Problems and tasks
1. Condense the paragraph of the devotional below that begins "One of the reasons I watch the sun rise" into one or two sentences, keeping its main points.
2. Answer these questions from the devotional below:
(a) In the paragraph beginning "When David thanked God," what was David as thankful for as for the physical rescue?
(b) According to the author note, how many children does the author have?
(c) What Facebook page does the author note invite readers to like?

Source document

*****

If God is for us, who can stand against us?

I think David was also thankful that God had rescued him from the pit of despair. I can’t read the psalms without a sense of David’s internal battle against what may have been depression but was most certainly deep, deep sorrow and disappointment that life didn’t go as planned.

When David thanked God for reaching down, lifting him up and setting his feet on solid ground he was as thankful for the emotional rescue as for the physical one. He had learned that things might be bad for awhile but they would not be bad forever.

Despite how long the darkness lasts or how awful the blow, it’s only a tiny blip compared to eternity.

It feels interminable. It seems insurmountable. But it isn’t. God’s goodness overcomes any scheme of the enemy and I need to remind my heart of that truth.

One of the reasons I watch the sun rise every morning is because it affirms this truth: night does not last forever. No matter how dark, no matter how cold, no matter how frightful, no matter how sad-night is constrained by the sunrise.

My earthly suffering is constrained by God’s goodness.

Tears are still my food more often than I could have ever imagined they would be.

Dominic is not going to be miraculously raised from his grave (although God could do it if He chose).

But my tears won’t last forever.

Morning is coming.

Sure as sunrise.


  • I suspect I’m not alone in the changes child loss has wrought. For someone who didn’t cry much before, suddenly crying often was uncomfortable at first. Now I understand tears are often the only response I have left some days. Do tears bring relief or do they distress you further?
  • Does it help you hold onto hope to know that God will not allow our enemy, the devil, to win? Why or why not?
  • Some of the words used in Psalms hurt my heart. I may have been spared from the grave but Dominic wasn’t. How do you reconcile physical safety of some people with the fact that our child(ren) wasn’t/weren’t spared? It’s a question I had to face head on before I could allow God to begin a healing work in my heart.
  • Are you ever tempted to think your child’s death is punishment or that God is angry with you? It’s not and He’s not, by the way. (read this post for more:
  • God is not confined by time like we are so often the authors of Scripture are speaking about events current to their own lifetimes and also writing prophetically. When David writes about weeping lasting “for a night” he’s not saying that all sorrow ends in twelve hours. He is saying that all sorrow will end. Does that encourage you? Why or why not?



So often I am dragged down into the pit of despair by my sadness, sorrow and hopelessness. When I wake to tears on my pillow and fall asleep to my own sobs, it seems like there will never be a moment or a day when my heart is not overwhelmed.

I feel like the enemy is winning some days.

Help my heart hold onto the truth that I am only privy to a tiny sliver of knowledge. Give me strength to hold onto hope when my own strength fails. Put praise in my mouth when You pull me out of the pit, foil the schemes of my enemy and set me on the solid ground of truth. Speak courage to my soul.

Let each sunrise remind me again that the night will not last forever. Darkness cannot swallow the light. Death does not win. Life and light and love endure forever.


Author: Melanie

I am a shepherd, wife and mother of four amazing children, three that walk the earth with me and one who lives with Jesus. This is a record of my grief journey and a look into the life I didn't choose. If you are interested in joining a community of bereaved parents leaning on the promises of God in Christ, please like the public Facebook page, "Heartache and Hope: Life After Losing a Child" and join the conversation.

6 thoughts on “Scripture Journal Challenge: Tears Won’t Last Forever”

*****

Data segment

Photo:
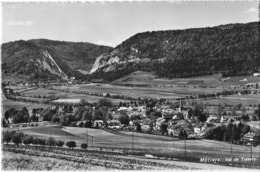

*****

Expected responses
1. Watching the sunrise each morning affirms that night does not last forever. However dark, cold, frightful or sad it is, night is constrained by the sunrise.

2.
(a) The emotional rescue.
(b) Four.
(c) "Heartache and Hope: Life After Losing a Child".